··· Listed records ···
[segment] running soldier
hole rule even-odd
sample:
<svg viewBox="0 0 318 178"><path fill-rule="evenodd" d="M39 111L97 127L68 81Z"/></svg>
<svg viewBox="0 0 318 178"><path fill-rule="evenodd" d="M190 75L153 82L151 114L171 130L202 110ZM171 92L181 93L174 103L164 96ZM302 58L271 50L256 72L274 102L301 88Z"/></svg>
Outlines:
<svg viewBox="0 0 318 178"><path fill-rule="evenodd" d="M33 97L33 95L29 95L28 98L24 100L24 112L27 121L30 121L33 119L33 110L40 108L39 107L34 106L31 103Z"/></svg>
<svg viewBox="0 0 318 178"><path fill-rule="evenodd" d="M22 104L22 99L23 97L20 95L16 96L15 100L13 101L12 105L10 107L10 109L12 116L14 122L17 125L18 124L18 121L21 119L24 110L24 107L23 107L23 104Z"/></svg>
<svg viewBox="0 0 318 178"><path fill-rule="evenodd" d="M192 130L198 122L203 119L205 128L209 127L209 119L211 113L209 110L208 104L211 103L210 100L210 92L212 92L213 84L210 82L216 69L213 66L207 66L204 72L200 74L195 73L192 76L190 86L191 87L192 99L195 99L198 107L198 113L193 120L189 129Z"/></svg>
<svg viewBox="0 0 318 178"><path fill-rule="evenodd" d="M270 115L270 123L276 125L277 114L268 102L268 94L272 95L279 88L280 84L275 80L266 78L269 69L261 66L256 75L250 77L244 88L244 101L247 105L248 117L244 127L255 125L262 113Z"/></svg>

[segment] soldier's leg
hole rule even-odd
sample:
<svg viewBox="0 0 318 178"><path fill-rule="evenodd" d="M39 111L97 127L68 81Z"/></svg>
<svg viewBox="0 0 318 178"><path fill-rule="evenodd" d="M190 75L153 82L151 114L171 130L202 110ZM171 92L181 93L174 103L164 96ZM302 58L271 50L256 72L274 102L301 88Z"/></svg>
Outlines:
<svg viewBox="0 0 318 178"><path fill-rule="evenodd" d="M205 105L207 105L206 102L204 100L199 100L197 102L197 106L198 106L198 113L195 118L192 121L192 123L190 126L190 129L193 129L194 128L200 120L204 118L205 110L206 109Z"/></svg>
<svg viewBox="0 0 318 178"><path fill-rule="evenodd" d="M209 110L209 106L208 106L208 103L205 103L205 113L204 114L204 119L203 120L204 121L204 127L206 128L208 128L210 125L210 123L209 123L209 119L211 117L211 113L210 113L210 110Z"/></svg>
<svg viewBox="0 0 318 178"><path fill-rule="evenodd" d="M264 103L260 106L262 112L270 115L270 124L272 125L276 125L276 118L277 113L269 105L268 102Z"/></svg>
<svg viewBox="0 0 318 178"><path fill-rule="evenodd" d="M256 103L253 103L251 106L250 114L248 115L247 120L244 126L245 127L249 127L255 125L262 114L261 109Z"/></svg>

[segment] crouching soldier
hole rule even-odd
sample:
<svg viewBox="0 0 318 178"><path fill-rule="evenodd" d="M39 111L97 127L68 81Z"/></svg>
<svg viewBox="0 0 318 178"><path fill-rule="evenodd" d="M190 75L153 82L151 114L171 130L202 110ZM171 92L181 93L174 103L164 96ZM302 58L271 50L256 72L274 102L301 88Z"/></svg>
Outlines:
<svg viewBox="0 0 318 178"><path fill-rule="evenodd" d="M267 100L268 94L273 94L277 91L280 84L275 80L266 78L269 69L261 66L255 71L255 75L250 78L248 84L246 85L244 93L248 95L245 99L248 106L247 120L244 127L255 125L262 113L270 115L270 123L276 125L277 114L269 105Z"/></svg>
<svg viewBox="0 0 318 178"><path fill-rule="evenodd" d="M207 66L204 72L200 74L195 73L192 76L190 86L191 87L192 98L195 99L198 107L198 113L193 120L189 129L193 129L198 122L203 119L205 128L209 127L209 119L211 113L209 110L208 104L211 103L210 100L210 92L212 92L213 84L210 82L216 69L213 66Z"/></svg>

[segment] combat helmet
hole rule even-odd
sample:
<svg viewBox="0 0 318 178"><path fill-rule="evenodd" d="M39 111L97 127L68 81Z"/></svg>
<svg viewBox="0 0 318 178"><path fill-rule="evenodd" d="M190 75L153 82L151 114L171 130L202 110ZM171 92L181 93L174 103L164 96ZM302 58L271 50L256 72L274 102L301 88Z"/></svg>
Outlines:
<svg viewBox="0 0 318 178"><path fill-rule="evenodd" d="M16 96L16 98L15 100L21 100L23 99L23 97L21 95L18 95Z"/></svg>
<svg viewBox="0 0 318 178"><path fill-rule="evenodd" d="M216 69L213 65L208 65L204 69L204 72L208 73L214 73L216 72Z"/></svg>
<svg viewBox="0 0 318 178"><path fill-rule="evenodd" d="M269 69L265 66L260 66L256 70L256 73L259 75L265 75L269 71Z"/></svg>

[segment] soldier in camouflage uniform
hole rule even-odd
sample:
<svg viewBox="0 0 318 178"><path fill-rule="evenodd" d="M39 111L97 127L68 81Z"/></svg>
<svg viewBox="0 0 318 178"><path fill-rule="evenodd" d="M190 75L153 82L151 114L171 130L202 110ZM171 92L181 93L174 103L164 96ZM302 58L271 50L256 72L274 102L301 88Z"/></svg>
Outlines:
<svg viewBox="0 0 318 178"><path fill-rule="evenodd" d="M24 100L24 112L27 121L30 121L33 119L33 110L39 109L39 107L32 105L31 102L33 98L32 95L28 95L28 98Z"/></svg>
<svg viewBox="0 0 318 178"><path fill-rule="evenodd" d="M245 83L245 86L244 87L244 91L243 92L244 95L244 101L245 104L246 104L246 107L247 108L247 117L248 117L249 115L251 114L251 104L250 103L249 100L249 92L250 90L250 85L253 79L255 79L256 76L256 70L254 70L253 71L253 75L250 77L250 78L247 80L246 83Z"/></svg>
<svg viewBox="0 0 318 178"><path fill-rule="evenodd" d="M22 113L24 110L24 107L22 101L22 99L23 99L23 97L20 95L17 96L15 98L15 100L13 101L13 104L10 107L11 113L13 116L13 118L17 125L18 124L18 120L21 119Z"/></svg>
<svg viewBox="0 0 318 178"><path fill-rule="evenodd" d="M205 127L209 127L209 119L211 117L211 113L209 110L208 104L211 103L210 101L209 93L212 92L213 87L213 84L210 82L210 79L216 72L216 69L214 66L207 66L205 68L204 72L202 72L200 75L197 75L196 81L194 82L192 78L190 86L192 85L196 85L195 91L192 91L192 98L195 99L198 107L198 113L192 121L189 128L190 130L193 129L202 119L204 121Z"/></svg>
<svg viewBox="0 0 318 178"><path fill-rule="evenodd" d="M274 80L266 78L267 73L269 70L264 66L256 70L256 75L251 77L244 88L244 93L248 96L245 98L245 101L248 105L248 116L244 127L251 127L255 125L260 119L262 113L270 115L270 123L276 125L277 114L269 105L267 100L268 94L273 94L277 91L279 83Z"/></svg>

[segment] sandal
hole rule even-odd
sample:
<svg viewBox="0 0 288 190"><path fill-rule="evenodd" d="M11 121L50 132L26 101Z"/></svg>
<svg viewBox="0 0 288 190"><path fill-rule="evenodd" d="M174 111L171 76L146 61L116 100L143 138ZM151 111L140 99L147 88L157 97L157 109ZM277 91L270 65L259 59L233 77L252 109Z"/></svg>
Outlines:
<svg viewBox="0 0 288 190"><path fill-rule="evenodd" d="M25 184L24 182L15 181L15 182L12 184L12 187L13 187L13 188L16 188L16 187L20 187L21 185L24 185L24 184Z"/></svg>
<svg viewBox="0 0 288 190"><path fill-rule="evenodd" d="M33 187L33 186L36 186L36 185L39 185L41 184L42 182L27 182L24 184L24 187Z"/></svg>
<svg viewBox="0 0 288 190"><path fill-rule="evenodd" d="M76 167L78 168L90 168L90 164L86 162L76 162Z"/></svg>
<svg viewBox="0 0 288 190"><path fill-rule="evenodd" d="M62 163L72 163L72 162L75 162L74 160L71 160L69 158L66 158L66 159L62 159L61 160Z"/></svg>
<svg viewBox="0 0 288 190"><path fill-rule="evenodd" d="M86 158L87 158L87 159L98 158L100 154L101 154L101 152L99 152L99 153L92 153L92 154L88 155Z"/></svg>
···
_What to do_. Turn everything from the line containing "[segment] combat helmet" down to the line containing "69L265 66L260 66L256", inclusive, into a JSON list of strings with one string per line and any blank lines omitted.

_Correct output_.
[
  "[segment] combat helmet",
  "hole rule even-odd",
  "sample:",
  "<svg viewBox=\"0 0 318 178\"><path fill-rule=\"evenodd\" d=\"M39 111L97 127L68 81Z\"/></svg>",
  "<svg viewBox=\"0 0 318 178\"><path fill-rule=\"evenodd\" d=\"M190 75L153 82L151 114L171 130L202 110ZM171 92L181 93L174 103L164 96ZM302 58L271 50L256 72L274 102L301 88Z\"/></svg>",
  "Outlines:",
  "<svg viewBox=\"0 0 318 178\"><path fill-rule=\"evenodd\" d=\"M16 96L16 98L15 100L21 100L23 99L23 97L21 95L18 95Z\"/></svg>",
  "<svg viewBox=\"0 0 318 178\"><path fill-rule=\"evenodd\" d=\"M216 69L213 65L208 65L204 69L204 72L208 73L214 73L216 72Z\"/></svg>",
  "<svg viewBox=\"0 0 318 178\"><path fill-rule=\"evenodd\" d=\"M269 69L265 66L260 66L256 70L256 73L259 75L265 75L269 71Z\"/></svg>"
]